#### [Given exercise]
Can you write out all the rows below again, switching every "pixel coordinates" to "image coordinates" and changing nothing else? Leave the pictures out of your answer.

......

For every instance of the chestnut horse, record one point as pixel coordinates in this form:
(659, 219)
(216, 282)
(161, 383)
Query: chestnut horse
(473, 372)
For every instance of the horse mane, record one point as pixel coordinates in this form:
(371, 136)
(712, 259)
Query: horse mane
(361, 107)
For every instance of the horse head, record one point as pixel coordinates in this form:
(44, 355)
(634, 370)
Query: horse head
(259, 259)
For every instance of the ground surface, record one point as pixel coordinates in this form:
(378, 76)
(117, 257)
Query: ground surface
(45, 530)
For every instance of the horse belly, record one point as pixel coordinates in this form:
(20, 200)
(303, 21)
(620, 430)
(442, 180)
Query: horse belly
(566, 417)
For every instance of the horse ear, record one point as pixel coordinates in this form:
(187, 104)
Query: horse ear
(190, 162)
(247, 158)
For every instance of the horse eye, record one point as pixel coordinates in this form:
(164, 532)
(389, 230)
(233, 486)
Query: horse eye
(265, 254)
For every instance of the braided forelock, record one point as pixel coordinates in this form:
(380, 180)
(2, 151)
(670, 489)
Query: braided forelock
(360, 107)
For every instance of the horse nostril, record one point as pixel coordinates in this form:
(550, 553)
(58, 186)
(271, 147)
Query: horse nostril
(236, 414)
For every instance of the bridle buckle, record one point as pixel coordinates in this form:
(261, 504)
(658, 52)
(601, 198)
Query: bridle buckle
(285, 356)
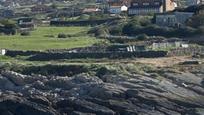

......

#### [Answer]
For every instance of the chestnut horse, record one point as image coordinates in this form:
(659, 219)
(216, 282)
(161, 383)
Query: chestnut horse
(473, 372)
For every instance of the horse mane, record one point as image coordinates in this form:
(371, 136)
(712, 259)
Query: horse mane
(361, 107)
For every instance of the horse head, record one point as image coordinates in this form:
(44, 355)
(634, 370)
Query: horse head
(259, 259)
For every instance of the ground surface, record one point as image coordinates in this form:
(378, 76)
(117, 257)
Query: ground surface
(45, 530)
For every instance of the horse belly, record one point as image coordinates in this form:
(20, 200)
(303, 21)
(620, 430)
(442, 180)
Query: horse belly
(566, 417)
For every instance of the horse ear, record one point as image coordinates in this form:
(187, 104)
Query: horse ear
(190, 162)
(247, 158)
For every instance of the horse eye, record one point as image coordinates in this form:
(164, 532)
(389, 230)
(233, 486)
Query: horse eye
(265, 254)
For every instance of the braided forelock, record one point as image coordinates in this form:
(380, 180)
(2, 151)
(670, 489)
Query: braided forelock
(360, 107)
For every instance of the horse nostril, record one point as image coordinates in this form:
(550, 553)
(58, 186)
(271, 147)
Query: horse nostril
(236, 414)
For every instance of the bridle buckle, record one point as image coordinates in this form:
(261, 504)
(658, 52)
(601, 198)
Query: bridle buckle
(285, 356)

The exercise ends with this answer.